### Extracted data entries
········
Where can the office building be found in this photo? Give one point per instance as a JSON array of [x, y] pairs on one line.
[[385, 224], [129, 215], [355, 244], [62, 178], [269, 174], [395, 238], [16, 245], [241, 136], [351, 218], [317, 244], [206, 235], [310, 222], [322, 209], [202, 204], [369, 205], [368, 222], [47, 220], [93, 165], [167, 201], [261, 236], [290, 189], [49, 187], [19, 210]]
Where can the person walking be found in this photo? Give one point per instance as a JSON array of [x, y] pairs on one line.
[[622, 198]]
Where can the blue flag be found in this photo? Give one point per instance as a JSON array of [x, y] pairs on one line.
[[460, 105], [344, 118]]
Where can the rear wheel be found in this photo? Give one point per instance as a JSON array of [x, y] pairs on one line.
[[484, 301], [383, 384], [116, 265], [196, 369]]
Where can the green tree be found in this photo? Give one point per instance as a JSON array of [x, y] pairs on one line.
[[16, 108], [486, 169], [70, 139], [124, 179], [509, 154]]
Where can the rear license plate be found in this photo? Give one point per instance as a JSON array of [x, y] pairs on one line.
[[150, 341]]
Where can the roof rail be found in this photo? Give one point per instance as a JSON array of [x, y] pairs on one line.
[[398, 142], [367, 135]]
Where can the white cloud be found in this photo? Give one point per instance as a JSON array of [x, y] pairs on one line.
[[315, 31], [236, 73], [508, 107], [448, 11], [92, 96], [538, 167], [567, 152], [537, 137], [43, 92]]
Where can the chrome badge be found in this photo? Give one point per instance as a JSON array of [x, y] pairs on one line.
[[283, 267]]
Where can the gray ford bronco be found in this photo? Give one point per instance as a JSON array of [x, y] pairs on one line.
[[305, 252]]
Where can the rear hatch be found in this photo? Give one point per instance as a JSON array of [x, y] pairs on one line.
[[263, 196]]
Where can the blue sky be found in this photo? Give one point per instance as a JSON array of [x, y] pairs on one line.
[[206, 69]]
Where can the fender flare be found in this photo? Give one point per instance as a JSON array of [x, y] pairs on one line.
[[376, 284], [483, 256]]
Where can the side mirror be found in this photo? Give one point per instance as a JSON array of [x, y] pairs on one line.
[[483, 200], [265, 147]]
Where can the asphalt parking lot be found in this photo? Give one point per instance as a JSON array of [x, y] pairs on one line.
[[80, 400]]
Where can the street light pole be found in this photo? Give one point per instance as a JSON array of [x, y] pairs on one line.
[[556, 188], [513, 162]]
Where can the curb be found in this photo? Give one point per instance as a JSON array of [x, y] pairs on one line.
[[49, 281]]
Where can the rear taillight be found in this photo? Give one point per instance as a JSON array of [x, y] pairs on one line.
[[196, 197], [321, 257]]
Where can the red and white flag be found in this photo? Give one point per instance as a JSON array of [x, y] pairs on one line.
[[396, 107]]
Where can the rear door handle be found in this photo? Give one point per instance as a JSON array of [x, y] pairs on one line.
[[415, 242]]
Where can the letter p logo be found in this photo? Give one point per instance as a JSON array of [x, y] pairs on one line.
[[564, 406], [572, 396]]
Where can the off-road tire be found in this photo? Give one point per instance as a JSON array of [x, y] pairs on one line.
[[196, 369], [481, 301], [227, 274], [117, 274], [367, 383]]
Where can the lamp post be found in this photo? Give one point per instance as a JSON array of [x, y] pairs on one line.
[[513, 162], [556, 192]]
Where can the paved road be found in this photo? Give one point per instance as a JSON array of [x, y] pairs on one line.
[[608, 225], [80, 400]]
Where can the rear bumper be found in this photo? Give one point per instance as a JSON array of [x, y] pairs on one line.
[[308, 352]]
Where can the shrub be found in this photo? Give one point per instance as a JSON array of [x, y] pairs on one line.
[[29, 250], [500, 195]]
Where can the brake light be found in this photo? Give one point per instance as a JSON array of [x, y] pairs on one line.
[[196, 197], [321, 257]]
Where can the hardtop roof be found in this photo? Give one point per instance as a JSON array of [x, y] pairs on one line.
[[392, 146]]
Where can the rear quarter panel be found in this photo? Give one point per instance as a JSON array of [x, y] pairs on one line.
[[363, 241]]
········
### Task prompt
Copy out every line of the listing above word for word, without changing anything.

### Answer to the task
Where can the office building be found in this photo? Give one point per instance as a JSON array of [x, y] pairs on one line.
[[385, 224], [129, 215], [355, 244], [62, 178], [269, 174], [395, 238], [16, 245], [241, 136], [351, 218], [317, 244], [206, 235], [310, 222], [322, 209], [202, 204], [369, 205], [368, 222], [47, 220], [93, 165], [167, 201], [261, 236], [290, 189], [49, 187], [19, 210]]
Where can the person walking be found in this photo? Give one point per instance as a JSON array of [x, y] pairs on one line.
[[622, 198]]
Where can the blue flag be found in this photo? Give one point per instance as a JSON array of [x, y] pairs on one line.
[[460, 105], [344, 118]]
Where can the rear wheel be found in this photo? Give one point per instance as a JSON array of [x, y] pairs on one line.
[[484, 301], [383, 384], [116, 265], [196, 369]]
Where can the green tree be found in this photo? Give one point per instance as a JSON array of [x, y] pairs on one line.
[[16, 108], [486, 169], [70, 139], [124, 179], [509, 154]]
Where can the rear license plate be found in this photo? Give one point per instance as a JSON array of [x, y] pairs on one line.
[[150, 341]]
Where can the roof rail be found in this photo? Give one point per instance as a JSON array of [x, y] pairs on one line.
[[398, 142], [367, 135]]
Where can the white cloud be found in this photo? Give one point per instance as a JSON array of [x, y] pairs on one line.
[[315, 31], [236, 73], [508, 107], [448, 11], [92, 96], [538, 167], [567, 152], [537, 137], [43, 92]]
Where can the chrome badge be found in this photo? Give one point per instance as a JSON array of [x, y] pairs on one line.
[[283, 267]]
Where can the gray ford bronco be found in this photo? Give one point per instance as a JSON array of [x, y] pairs on one line.
[[305, 252]]
Where can the rear hatch be found in this photo? Give one point per instance as a JSON array of [x, y] pairs on one line.
[[263, 196]]
Where can the blue sky be found in this photo? Give one point per instance as a JSON array of [x, y] pairs on one line.
[[206, 69]]
Where can the fender flare be found in this photo? Give one point per instance as a JSON array of [x, y] pairs on one line.
[[376, 284], [483, 256]]
Where can the side mirror be found in this photo? Give one point per instance as a JSON array of [x, y] pairs on one line.
[[483, 200], [265, 147]]
Where can the asphalt parking lot be found in this photo? Give one point per instance as a JSON array of [x, y] pairs on one line.
[[80, 400]]
Where can the street light pole be found in this photo? Give one point per instance as a JSON array of [x, y] pairs on one line.
[[556, 188], [513, 162]]
Where can the curb be found in this photo? Give one point per instance as a JSON array of [x, y] pairs on one line.
[[49, 281]]
Where can the rear taillight be found in this photo? Give one point per instance as a JSON array of [x, y] pairs on one line.
[[196, 197], [321, 257]]
Where can the red and white flag be found in this photo? Give one point per instance as a JSON array of [x, y] pairs on one line.
[[396, 107]]
Where can the rear door handle be found in this photo? Give one point per instance as a JSON array of [x, y] pairs on one line.
[[415, 242]]
Where can the letter p logo be found in this photo? Give one point per instance as a JSON array of [x, y] pairs on one line.
[[564, 406], [572, 396]]
Where can the off-road tire be found in this photo? Give one point per instance as a JSON array of [x, y] pairs on one line.
[[196, 369], [481, 301], [227, 274], [117, 274], [367, 383]]
Where can the lamp post be found in this photo? Give one point per instance as a JSON array of [x, y] pairs on one line.
[[513, 162], [556, 192]]
Where can the paved road be found in this photo? Give one point per instance as a JSON array of [x, y] pairs on one line.
[[608, 225], [80, 400]]
Where can the rear bumper be found in this photo? Give one point per instance as a JSON array of [x, y] pairs on one line.
[[308, 352]]
Where can the shrub be found in this photo? Give one point per instance as a JSON array of [x, y] pairs on one line.
[[29, 250], [500, 195]]
Where can the brake light be found in this photo? Give one point per instance as a JSON array of [x, y] pairs on one line.
[[196, 197], [321, 257]]
Where can the hardtop roof be found in this photo? Give one point per instance as a JSON array of [x, y] pairs on one line.
[[392, 146]]
Where can the rear quarter panel be found in this photo? Give one point per instance as a JSON array of [x, y] pairs on one line.
[[363, 241]]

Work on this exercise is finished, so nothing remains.